THE REQUEST: According to the lagom.transform documentation, what method does RunningMeanVar use to estimate sample mean and variance?

DOCUMENT PASSAGE:
★ ★ ★
Note that a centered rank transformation to the range [-0.5, 0.5] is supported by an option.

Example

>>> rank_transform([3, 14, 1], centered=True)
array([ 0. ,  0.5, -0.5])

>>> rank_transform([3, 14, 1], centered=False)
array([1, 2, 0])

Parameters:	x (list/ndarray) – a vector of values. centered (bool, optional) – if `True`, then centered the rank transformation to \([-0.5, 0.5]\). Defualt: `True`
Returns:	ranks – ranks of input data
Return type:	ndarray

class lagom.transform.PolyakAverage(alpha)[source]¶

Keep a running average of a quantity via Polyak averaging.

Compared with estimating mean, it is more sentitive to recent changes.

Parameters:	alpha (float) – factor to control the sensitivity to recent changes, in the range [0, 1]. Zero is most sensitive to recent change.

__call__(x)[source]¶

Update the estimate.

Parameters:	x (object) – additional data to update the estimation of running average.

get_current()[source]¶: Return the current running average.

class lagom.transform.RunningMeanVar(shape)[source]¶

Estimates sample mean and variance by using Chan’s method.

It supports for both scalar and multi-dimensional data, however, the input is expected to be batched. The first dimension is always treated as batch dimension.

Note

For better precision, we handle the data with np.float64.

Warning

To use estimated moments for standardization, remember to keep the precision np.float64 and calculated as ..math:frac{x - mu}{sqrt{sigma^2 + 10^{-8}}}.

Example

>>> f = RunningMeanVar(shape=())
>>> f([1, 2])
>>> f([3])
>>> f([4])
>>> f.mean
2.499937501562461
>>> f.var
1.2501499923440393

__call__(x)[source]¶

Update the mean and variance given an additional batched data.

Parameters:	x (object) – additional batched data.

n¶: Returns the total number of samples so far.
★ ★ ★
Object location annotation data
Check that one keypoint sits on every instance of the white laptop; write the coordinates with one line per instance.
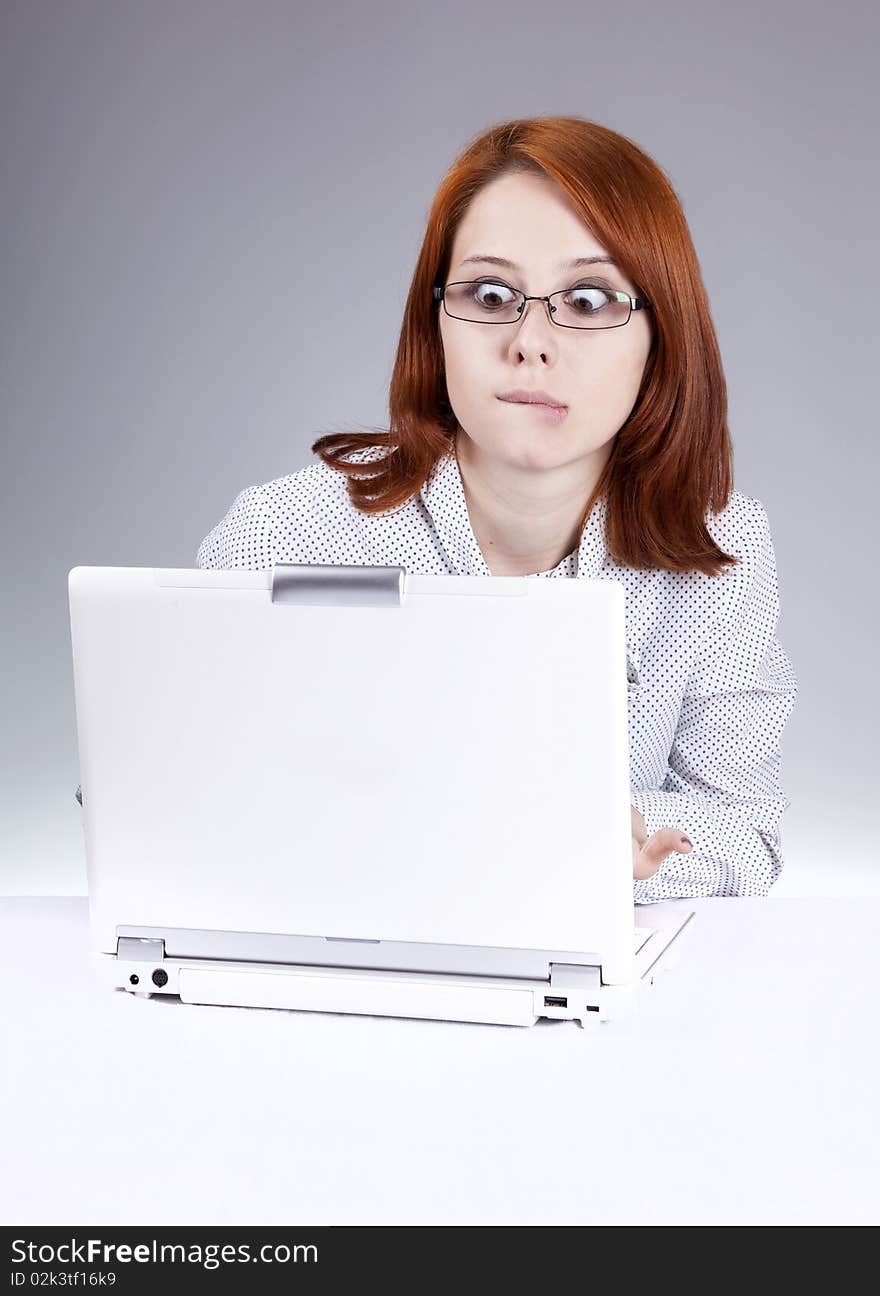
(359, 789)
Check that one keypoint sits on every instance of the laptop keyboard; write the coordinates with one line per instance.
(642, 935)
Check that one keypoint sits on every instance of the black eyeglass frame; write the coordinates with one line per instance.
(636, 303)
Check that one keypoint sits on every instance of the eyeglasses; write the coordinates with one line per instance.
(484, 301)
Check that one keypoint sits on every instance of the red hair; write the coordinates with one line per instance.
(671, 459)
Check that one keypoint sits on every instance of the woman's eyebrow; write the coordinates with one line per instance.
(564, 265)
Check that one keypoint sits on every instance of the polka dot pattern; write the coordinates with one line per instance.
(709, 687)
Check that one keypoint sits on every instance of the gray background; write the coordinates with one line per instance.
(180, 180)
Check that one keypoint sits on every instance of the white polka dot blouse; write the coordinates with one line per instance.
(709, 686)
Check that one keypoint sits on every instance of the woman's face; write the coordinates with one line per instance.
(529, 220)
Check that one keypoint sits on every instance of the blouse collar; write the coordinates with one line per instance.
(446, 504)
★ ★ ★
CORRECT RESPONSE: Chan's method.